[Dataset items]
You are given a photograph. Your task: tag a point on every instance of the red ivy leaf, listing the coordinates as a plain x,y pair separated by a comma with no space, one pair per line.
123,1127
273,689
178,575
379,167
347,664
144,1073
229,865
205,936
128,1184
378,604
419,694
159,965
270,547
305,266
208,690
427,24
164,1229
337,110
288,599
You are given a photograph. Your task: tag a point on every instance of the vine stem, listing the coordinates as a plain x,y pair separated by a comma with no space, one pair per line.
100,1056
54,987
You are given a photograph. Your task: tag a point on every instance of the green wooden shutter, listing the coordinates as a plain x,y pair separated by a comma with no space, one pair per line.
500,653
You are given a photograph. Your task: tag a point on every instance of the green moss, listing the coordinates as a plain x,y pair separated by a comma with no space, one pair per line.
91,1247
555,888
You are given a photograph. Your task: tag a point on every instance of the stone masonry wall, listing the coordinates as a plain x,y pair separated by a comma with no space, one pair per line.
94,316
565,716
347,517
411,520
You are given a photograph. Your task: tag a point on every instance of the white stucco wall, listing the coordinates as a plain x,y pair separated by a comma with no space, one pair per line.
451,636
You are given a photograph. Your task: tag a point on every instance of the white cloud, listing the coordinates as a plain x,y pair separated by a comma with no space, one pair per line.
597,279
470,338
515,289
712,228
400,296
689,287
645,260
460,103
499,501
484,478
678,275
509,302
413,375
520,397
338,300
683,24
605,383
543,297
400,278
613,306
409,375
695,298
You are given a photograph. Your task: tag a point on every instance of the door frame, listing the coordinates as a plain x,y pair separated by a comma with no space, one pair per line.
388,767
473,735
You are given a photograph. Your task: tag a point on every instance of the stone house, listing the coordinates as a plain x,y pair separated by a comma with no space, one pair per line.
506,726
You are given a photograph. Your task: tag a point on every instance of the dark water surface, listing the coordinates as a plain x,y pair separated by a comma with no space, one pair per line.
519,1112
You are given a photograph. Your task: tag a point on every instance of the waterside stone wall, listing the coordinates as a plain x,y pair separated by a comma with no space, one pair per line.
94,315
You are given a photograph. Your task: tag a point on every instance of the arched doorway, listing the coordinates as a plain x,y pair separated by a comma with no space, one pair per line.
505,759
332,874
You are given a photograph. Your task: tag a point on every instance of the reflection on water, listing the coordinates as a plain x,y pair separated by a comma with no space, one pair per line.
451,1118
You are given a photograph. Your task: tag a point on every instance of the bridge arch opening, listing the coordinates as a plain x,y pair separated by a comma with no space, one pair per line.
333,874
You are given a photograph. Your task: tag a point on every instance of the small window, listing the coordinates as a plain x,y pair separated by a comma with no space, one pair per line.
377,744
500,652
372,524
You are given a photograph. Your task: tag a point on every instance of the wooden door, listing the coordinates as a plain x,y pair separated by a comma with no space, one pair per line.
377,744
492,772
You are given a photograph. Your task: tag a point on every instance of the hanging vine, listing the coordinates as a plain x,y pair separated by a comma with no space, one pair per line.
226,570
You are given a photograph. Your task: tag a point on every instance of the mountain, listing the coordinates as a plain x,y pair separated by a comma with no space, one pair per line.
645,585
--
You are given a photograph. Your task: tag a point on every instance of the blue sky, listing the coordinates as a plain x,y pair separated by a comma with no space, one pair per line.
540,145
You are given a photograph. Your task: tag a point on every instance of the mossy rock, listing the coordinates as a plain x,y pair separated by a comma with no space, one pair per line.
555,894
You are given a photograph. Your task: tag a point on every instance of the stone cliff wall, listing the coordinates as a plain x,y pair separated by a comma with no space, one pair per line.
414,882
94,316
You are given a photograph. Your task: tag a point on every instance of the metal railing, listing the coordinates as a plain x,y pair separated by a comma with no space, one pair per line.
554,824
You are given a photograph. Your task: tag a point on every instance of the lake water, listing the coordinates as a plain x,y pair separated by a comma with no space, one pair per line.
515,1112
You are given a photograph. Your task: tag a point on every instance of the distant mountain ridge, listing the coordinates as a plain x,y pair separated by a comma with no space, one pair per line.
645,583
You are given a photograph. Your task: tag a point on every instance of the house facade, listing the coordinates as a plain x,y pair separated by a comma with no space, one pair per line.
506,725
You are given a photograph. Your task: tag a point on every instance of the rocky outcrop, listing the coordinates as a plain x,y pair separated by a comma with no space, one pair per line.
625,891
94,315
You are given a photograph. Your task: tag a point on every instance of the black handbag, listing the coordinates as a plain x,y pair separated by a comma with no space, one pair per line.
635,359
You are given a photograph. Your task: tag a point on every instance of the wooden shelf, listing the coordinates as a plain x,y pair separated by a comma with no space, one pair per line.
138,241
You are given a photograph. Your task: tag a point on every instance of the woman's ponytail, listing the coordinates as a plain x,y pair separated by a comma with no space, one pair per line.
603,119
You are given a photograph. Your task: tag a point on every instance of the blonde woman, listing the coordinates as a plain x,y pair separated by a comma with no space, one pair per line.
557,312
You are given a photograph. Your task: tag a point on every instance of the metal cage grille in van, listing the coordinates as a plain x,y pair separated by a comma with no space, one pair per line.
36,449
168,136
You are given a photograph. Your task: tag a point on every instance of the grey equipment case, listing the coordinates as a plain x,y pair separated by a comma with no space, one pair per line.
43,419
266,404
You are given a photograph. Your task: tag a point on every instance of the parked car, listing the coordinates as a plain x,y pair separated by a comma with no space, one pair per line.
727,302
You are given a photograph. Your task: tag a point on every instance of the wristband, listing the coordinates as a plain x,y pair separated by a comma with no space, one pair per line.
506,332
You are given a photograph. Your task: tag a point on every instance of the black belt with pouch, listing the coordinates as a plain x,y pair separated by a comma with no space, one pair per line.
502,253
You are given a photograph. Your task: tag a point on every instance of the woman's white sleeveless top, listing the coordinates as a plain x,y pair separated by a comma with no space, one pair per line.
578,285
* * *
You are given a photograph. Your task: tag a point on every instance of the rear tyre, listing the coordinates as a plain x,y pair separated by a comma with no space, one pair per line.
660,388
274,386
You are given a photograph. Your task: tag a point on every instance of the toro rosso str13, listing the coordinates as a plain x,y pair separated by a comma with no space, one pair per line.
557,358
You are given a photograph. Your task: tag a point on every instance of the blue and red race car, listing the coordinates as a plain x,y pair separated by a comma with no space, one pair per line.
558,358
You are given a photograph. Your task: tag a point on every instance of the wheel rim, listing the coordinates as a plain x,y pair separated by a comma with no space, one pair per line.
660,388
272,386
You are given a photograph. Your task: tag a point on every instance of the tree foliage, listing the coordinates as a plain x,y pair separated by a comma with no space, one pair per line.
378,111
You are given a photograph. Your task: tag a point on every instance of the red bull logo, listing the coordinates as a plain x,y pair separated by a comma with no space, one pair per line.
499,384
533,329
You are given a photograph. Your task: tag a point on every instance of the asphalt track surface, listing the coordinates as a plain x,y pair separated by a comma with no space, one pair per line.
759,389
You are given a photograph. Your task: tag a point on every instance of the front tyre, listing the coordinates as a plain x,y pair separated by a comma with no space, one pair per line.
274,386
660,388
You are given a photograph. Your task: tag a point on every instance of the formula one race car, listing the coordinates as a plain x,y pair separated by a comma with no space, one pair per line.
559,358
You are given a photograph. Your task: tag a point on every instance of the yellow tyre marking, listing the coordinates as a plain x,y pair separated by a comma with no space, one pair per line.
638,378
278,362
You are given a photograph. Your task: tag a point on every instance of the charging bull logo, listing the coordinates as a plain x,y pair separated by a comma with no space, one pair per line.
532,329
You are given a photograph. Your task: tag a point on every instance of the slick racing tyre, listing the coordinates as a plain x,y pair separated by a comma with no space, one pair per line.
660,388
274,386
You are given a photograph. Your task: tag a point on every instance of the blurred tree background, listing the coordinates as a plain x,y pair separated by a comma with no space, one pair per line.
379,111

Task requirements: Count the lines of the material above that contain the word "logo" and give only that number.

Finished task: 2